-- Material shown follows --

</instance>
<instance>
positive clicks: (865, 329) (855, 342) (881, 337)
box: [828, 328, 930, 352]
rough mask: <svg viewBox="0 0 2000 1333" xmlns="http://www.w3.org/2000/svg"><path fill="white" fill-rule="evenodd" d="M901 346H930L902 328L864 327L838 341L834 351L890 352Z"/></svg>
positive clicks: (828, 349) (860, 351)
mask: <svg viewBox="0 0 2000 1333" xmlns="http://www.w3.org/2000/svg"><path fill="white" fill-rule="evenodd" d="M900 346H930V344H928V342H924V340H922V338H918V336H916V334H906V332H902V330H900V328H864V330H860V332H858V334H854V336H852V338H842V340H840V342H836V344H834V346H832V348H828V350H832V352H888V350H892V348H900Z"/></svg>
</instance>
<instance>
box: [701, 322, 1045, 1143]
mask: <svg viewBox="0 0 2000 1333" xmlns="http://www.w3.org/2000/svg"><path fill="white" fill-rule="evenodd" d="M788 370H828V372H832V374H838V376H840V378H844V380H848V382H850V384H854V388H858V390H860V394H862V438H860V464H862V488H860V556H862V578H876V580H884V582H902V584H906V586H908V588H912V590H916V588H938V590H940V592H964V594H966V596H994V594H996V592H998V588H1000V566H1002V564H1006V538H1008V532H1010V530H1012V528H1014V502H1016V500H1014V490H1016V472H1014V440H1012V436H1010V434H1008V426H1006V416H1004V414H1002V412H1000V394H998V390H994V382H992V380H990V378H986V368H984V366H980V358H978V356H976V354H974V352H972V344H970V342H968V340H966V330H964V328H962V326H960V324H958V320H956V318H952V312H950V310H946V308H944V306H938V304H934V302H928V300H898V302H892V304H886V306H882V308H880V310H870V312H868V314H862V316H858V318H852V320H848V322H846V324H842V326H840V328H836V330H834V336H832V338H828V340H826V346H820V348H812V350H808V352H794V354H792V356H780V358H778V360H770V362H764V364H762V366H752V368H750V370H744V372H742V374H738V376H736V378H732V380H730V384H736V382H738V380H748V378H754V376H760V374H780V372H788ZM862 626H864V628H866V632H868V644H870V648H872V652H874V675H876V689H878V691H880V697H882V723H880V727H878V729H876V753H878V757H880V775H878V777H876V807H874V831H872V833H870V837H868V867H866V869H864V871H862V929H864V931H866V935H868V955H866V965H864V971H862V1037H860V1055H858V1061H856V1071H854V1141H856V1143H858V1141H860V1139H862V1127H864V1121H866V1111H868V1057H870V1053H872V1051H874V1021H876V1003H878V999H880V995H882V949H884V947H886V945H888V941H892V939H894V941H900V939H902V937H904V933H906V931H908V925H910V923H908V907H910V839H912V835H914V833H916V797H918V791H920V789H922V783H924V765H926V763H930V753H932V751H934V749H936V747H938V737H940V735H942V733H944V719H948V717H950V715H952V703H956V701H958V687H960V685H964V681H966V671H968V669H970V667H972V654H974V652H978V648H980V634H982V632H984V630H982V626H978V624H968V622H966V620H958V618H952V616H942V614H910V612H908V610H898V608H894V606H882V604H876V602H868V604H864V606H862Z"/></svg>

-- Material shown concluded --

### [What is needed]
Transcribe every line of the records, keeping each one exact.

### [Answer space]
</instance>
<instance>
positive clicks: (865, 329) (855, 342) (881, 337)
box: [828, 328, 930, 352]
rough mask: <svg viewBox="0 0 2000 1333" xmlns="http://www.w3.org/2000/svg"><path fill="white" fill-rule="evenodd" d="M901 346H930L902 328L864 327L838 341L834 351L890 352Z"/></svg>
positive clicks: (828, 349) (860, 351)
mask: <svg viewBox="0 0 2000 1333" xmlns="http://www.w3.org/2000/svg"><path fill="white" fill-rule="evenodd" d="M900 346H930V344H928V342H924V340H922V338H918V336H916V334H906V332H902V330H900V328H864V330H860V332H858V334H854V336H852V338H842V340H840V342H836V344H834V346H832V348H828V350H832V352H888V350H892V348H900Z"/></svg>
</instance>
<instance>
box: [701, 322, 1045, 1143]
mask: <svg viewBox="0 0 2000 1333" xmlns="http://www.w3.org/2000/svg"><path fill="white" fill-rule="evenodd" d="M788 370H828V372H832V374H838V376H840V378H844V380H848V382H850V384H854V388H858V390H860V394H862V438H860V464H862V488H860V556H862V578H876V580H884V582H902V584H906V586H908V588H912V590H916V588H938V590H940V592H964V594H966V596H994V594H996V592H998V588H1000V566H1002V564H1006V538H1008V532H1010V530H1012V528H1014V502H1016V500H1014V490H1016V472H1014V440H1012V436H1010V434H1008V426H1006V416H1004V414H1002V412H1000V394H998V390H994V382H992V380H990V378H986V368H984V366H980V358H978V356H976V354H974V352H972V344H970V342H968V340H966V330H964V328H962V326H960V324H958V320H956V318H952V312H950V310H946V308H944V306H938V304H934V302H928V300H898V302H892V304H886V306H882V308H880V310H870V312H868V314H862V316H858V318H852V320H848V322H846V324H842V326H840V328H836V330H834V336H832V338H828V340H826V346H820V348H812V350H808V352H794V354H792V356H780V358H778V360H770V362H764V364H762V366H752V368H750V370H744V372H742V374H738V376H736V378H732V380H730V384H736V382H738V380H748V378H754V376H760V374H780V372H788ZM862 626H864V628H866V632H868V644H870V648H872V652H874V675H876V689H878V691H880V697H882V723H880V727H878V729H876V753H878V757H880V775H878V777H876V807H874V831H872V833H870V837H868V867H866V869H864V871H862V929H864V931H866V935H868V955H866V965H864V971H862V1037H860V1055H858V1061H856V1071H854V1141H856V1143H858V1141H860V1139H862V1127H864V1121H866V1111H868V1057H870V1053H872V1051H874V1021H876V1003H878V999H880V995H882V949H884V947H886V945H888V941H892V939H894V941H900V939H902V937H904V933H906V931H908V925H910V923H908V907H910V839H912V835H914V833H916V797H918V791H920V789H922V783H924V765H926V763H930V753H932V751H934V749H936V747H938V737H940V735H942V733H944V719H948V717H950V715H952V703H956V701H958V687H960V685H964V681H966V671H968V669H970V667H972V654H974V652H978V648H980V634H982V632H984V630H982V626H978V624H968V622H966V620H958V618H952V616H942V614H910V612H908V610H898V608H894V606H882V604H876V602H868V604H864V606H862Z"/></svg>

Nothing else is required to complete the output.